>>>
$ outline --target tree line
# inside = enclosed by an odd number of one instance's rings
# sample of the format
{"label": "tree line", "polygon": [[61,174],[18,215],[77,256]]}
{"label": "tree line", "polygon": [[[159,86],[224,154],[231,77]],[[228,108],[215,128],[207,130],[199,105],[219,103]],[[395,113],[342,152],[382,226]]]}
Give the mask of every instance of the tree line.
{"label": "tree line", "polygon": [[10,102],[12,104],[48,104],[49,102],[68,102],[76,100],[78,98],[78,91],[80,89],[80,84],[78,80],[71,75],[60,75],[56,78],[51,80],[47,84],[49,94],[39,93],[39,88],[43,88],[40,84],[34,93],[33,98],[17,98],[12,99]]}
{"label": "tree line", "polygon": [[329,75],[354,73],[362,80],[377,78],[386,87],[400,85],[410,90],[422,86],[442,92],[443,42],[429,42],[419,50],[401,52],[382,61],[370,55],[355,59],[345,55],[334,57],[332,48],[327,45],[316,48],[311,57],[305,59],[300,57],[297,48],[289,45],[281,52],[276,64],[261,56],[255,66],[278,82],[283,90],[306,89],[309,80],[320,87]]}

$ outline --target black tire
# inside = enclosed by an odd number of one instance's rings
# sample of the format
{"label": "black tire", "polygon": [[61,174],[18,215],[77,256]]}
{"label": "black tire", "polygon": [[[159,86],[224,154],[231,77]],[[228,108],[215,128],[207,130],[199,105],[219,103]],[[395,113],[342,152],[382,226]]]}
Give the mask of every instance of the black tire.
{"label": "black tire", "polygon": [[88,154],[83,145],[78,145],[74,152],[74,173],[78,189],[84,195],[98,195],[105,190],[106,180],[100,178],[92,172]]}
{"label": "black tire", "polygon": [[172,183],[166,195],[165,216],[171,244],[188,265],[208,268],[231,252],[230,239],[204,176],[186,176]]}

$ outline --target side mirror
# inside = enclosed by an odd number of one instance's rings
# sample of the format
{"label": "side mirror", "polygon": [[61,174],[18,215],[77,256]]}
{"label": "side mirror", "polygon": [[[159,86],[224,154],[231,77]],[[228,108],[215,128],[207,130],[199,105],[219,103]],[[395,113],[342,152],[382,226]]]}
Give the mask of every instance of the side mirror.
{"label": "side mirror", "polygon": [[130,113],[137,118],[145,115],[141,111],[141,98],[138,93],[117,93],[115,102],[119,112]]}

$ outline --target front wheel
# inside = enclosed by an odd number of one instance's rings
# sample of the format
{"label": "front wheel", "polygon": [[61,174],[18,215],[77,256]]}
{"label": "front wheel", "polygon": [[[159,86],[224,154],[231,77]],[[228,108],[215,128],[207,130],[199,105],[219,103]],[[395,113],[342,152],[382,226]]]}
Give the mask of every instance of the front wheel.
<<<
• [GOAL] Present every line of the rows above as a numbered list, leaving out the blank lines.

• [CORRECT RESPONSE]
1. $ outline --target tree line
2. # inside = enclosed by an odd number of one instance's rings
3. # sample of the format
4. {"label": "tree line", "polygon": [[61,174],[18,215],[77,256]]}
5. {"label": "tree line", "polygon": [[[159,86],[224,154],[231,77]],[[228,108],[215,128],[207,130],[199,105],[219,103]],[[395,113],[342,152],[382,226]]]}
6. Give the mask of every instance of the tree line.
7. {"label": "tree line", "polygon": [[10,102],[12,104],[48,104],[49,102],[68,102],[76,100],[78,98],[78,91],[80,89],[80,84],[78,80],[71,75],[60,75],[56,78],[51,80],[47,84],[49,94],[39,93],[39,88],[43,88],[40,84],[34,93],[33,98],[17,98],[12,99]]}
8. {"label": "tree line", "polygon": [[329,75],[354,73],[362,80],[377,78],[386,87],[400,85],[410,90],[422,86],[442,92],[443,42],[429,42],[419,50],[401,52],[382,61],[370,55],[355,59],[345,55],[334,57],[332,48],[327,45],[316,48],[311,57],[305,59],[300,57],[297,48],[289,45],[281,52],[276,64],[261,56],[255,66],[278,82],[283,90],[306,89],[309,80],[320,87]]}
9. $ outline --target black tire
10. # inside = enclosed by an odd number of one instance's rings
11. # sample of the format
12. {"label": "black tire", "polygon": [[61,174],[18,215],[77,256]]}
13. {"label": "black tire", "polygon": [[[159,86],[224,154],[231,77]],[[228,108],[215,128],[207,130],[199,105],[219,103]],[[395,113],[342,152],[382,226]]]}
14. Give the mask of every instance of the black tire.
15. {"label": "black tire", "polygon": [[88,154],[83,145],[78,145],[74,152],[74,173],[78,189],[84,195],[98,195],[105,190],[106,180],[100,178],[92,172]]}
16. {"label": "black tire", "polygon": [[172,183],[166,195],[165,216],[171,244],[188,265],[208,268],[231,252],[230,239],[204,176],[186,176]]}
17. $ outline --target side mirror
18. # inside = enclosed by an odd number of one instance's rings
19. # sample of the format
20. {"label": "side mirror", "polygon": [[61,174],[18,215],[77,256]]}
21. {"label": "side mirror", "polygon": [[[159,86],[224,154],[231,77]],[[228,108],[215,128],[207,130],[199,105],[219,103]],[[395,113],[342,152],[382,226]]]}
22. Give the mask of every instance of the side mirror.
23. {"label": "side mirror", "polygon": [[130,113],[137,118],[145,115],[141,111],[141,98],[138,93],[117,93],[115,102],[119,112]]}
24. $ outline --target front wheel
25. # inside = enclosed by an odd number of one instance's rings
26. # sample of the format
27. {"label": "front wheel", "polygon": [[61,174],[18,215],[77,256]]}
28. {"label": "front wheel", "polygon": [[[159,86],[224,154],[231,77]],[[228,108],[215,128],[207,130],[199,105],[219,103]],[[395,113],[342,152],[382,226]]]}
29. Give the mask of every instance of the front wheel.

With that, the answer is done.